* _What the exercise asks_:
From the records below, count the lines containing the word "building" and give only that number.

(Image point grounding data)

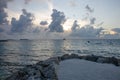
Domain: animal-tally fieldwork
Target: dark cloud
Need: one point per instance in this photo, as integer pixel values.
(75, 25)
(58, 18)
(23, 22)
(89, 9)
(43, 23)
(3, 14)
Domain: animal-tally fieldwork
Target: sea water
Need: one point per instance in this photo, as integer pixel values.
(15, 54)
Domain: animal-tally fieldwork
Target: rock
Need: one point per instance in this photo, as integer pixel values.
(65, 56)
(91, 58)
(111, 60)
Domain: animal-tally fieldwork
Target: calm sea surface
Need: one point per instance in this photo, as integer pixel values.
(15, 54)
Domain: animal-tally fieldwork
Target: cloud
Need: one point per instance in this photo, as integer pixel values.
(75, 26)
(27, 1)
(116, 30)
(1, 30)
(92, 20)
(72, 3)
(89, 9)
(87, 31)
(23, 22)
(58, 18)
(43, 23)
(3, 14)
(48, 2)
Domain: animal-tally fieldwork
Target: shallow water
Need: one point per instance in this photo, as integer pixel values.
(15, 54)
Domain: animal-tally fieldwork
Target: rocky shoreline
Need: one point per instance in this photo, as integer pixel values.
(47, 70)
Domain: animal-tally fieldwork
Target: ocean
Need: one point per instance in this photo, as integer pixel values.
(15, 54)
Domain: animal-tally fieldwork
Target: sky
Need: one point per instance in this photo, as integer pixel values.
(93, 13)
(107, 11)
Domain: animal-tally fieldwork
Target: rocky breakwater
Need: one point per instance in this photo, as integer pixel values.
(46, 70)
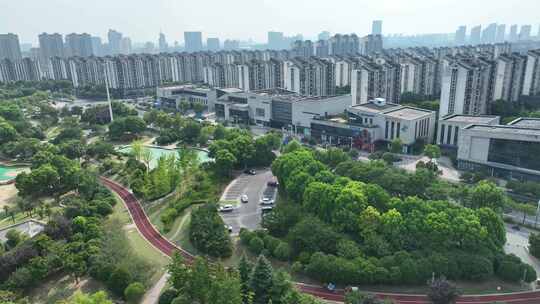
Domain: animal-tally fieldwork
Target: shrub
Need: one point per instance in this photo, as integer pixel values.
(256, 245)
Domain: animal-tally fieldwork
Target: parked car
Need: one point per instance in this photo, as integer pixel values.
(267, 209)
(226, 208)
(267, 201)
(272, 183)
(250, 171)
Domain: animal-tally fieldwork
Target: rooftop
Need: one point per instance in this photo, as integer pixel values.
(502, 129)
(408, 113)
(471, 119)
(526, 122)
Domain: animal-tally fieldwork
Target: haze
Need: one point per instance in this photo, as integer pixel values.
(243, 19)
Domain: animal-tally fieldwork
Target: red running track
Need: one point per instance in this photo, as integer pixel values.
(159, 242)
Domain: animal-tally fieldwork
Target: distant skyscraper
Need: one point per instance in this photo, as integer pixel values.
(212, 44)
(324, 35)
(276, 41)
(501, 32)
(193, 41)
(525, 32)
(9, 47)
(376, 27)
(79, 45)
(461, 34)
(115, 39)
(230, 45)
(513, 33)
(51, 45)
(489, 34)
(97, 46)
(125, 46)
(476, 33)
(163, 45)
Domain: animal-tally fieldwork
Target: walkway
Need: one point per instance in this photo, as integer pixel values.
(162, 244)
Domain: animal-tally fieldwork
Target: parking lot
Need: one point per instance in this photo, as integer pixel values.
(247, 215)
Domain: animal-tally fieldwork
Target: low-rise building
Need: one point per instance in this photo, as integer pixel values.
(172, 96)
(449, 127)
(509, 151)
(376, 121)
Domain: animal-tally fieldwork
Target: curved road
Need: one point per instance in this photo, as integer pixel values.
(166, 247)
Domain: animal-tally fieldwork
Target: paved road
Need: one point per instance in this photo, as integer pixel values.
(166, 247)
(247, 215)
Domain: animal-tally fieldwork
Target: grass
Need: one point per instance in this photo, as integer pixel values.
(138, 243)
(61, 287)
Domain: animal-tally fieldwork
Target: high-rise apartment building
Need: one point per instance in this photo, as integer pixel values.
(509, 75)
(372, 44)
(461, 35)
(115, 40)
(10, 47)
(466, 86)
(163, 45)
(193, 41)
(324, 35)
(476, 34)
(513, 36)
(302, 48)
(212, 44)
(531, 81)
(79, 45)
(51, 45)
(230, 45)
(376, 27)
(525, 32)
(501, 33)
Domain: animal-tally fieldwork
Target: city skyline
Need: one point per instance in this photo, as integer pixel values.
(175, 18)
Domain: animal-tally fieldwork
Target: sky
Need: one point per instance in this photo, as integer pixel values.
(142, 20)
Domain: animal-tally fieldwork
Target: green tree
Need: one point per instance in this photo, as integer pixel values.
(225, 162)
(534, 244)
(442, 291)
(261, 281)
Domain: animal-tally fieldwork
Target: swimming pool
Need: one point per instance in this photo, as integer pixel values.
(157, 152)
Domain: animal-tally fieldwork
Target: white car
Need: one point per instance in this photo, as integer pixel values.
(267, 201)
(226, 208)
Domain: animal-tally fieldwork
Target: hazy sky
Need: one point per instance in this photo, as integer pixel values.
(242, 19)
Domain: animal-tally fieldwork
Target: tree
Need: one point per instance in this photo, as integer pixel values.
(442, 291)
(261, 281)
(534, 244)
(225, 162)
(396, 146)
(134, 292)
(99, 297)
(432, 151)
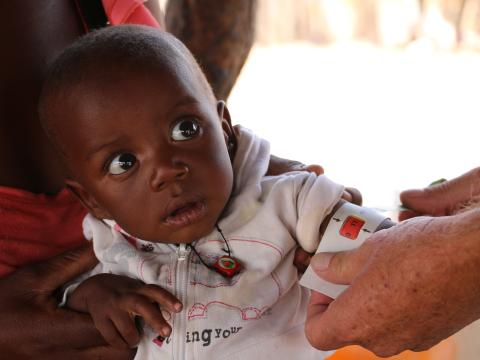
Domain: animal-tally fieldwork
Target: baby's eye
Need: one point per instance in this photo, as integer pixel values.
(121, 163)
(185, 129)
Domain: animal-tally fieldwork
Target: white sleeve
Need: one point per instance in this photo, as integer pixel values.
(316, 197)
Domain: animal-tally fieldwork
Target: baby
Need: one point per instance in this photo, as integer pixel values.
(195, 243)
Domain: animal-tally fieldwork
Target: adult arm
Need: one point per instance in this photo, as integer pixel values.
(33, 327)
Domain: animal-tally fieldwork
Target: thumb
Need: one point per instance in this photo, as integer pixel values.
(444, 198)
(53, 273)
(341, 267)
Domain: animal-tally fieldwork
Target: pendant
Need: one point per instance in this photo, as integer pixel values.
(227, 266)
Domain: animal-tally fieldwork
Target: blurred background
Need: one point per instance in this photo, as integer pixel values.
(382, 93)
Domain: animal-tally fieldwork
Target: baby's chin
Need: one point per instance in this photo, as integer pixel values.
(186, 235)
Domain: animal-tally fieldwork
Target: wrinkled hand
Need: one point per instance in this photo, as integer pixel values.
(114, 301)
(411, 286)
(33, 327)
(446, 198)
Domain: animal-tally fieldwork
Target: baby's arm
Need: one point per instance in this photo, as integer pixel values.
(114, 301)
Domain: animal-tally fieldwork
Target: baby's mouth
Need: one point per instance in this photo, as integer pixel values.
(186, 214)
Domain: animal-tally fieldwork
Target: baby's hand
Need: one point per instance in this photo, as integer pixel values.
(114, 301)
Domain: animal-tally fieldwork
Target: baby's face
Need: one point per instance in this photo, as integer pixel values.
(148, 149)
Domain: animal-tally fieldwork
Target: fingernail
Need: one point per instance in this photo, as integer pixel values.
(320, 262)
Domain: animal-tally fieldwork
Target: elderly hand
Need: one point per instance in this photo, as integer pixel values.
(411, 286)
(33, 327)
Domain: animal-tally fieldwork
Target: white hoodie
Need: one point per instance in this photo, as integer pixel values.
(260, 312)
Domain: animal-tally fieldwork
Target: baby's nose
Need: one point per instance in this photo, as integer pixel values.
(166, 174)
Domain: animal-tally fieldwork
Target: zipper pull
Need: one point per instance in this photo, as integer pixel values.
(182, 252)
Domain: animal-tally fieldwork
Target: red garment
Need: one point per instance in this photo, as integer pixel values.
(36, 227)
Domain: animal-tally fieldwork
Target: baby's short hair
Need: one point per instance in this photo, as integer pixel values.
(130, 45)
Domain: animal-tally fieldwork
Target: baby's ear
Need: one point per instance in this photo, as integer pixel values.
(228, 130)
(87, 200)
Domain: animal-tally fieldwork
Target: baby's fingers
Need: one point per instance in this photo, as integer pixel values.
(138, 304)
(110, 333)
(125, 324)
(162, 297)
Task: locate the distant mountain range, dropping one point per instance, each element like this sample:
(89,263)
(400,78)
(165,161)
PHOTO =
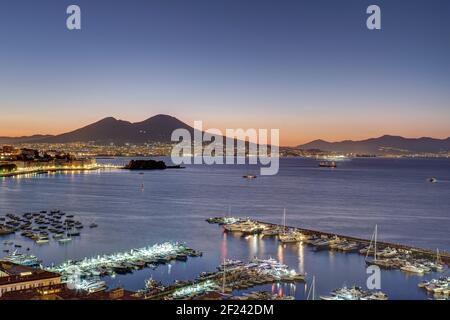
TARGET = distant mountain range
(382,145)
(160,127)
(110,130)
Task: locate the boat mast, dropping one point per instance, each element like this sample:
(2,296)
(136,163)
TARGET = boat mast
(375,245)
(312,290)
(223,283)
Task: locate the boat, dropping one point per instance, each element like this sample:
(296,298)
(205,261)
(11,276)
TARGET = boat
(42,240)
(327,164)
(287,236)
(354,293)
(22,259)
(410,268)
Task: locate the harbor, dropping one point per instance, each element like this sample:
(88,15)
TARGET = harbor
(383,254)
(230,276)
(122,262)
(164,211)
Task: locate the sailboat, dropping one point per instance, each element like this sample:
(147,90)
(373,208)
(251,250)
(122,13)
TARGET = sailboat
(225,291)
(65,239)
(311,294)
(287,237)
(438,266)
(383,263)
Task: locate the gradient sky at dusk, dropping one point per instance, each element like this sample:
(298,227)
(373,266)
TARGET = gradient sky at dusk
(310,68)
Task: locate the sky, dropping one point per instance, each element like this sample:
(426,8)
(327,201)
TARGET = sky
(309,68)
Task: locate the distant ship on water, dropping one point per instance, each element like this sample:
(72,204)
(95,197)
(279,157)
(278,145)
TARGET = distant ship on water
(327,164)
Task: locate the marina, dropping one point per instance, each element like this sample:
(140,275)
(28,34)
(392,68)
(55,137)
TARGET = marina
(164,211)
(43,226)
(231,275)
(122,262)
(405,258)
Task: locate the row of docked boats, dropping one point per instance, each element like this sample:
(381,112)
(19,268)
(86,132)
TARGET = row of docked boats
(123,262)
(401,259)
(22,259)
(438,287)
(385,257)
(38,226)
(230,275)
(92,285)
(354,293)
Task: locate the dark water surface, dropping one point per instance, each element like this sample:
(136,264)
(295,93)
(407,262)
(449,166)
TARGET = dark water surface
(173,205)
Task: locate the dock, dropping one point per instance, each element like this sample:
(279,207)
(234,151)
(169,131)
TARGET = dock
(248,227)
(230,276)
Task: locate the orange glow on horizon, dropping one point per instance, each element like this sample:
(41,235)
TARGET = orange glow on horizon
(293,132)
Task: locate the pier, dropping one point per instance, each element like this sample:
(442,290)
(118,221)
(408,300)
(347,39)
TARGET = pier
(73,272)
(230,275)
(248,227)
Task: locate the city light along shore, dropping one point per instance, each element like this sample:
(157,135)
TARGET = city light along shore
(383,254)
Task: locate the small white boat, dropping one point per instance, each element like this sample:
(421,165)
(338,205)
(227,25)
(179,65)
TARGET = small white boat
(65,240)
(42,241)
(412,269)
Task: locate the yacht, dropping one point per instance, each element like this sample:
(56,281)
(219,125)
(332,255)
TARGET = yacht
(412,269)
(327,164)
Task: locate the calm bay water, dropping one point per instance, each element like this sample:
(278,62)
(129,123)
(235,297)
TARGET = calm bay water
(173,205)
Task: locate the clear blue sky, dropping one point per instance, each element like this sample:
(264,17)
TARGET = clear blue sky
(310,68)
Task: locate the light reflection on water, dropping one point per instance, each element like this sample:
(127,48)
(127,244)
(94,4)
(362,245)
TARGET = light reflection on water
(174,204)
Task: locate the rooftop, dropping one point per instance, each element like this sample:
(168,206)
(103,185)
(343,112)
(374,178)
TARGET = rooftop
(17,273)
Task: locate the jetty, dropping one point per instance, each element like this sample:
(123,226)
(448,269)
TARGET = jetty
(231,275)
(328,240)
(73,272)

* _Answer for this exercise_:
2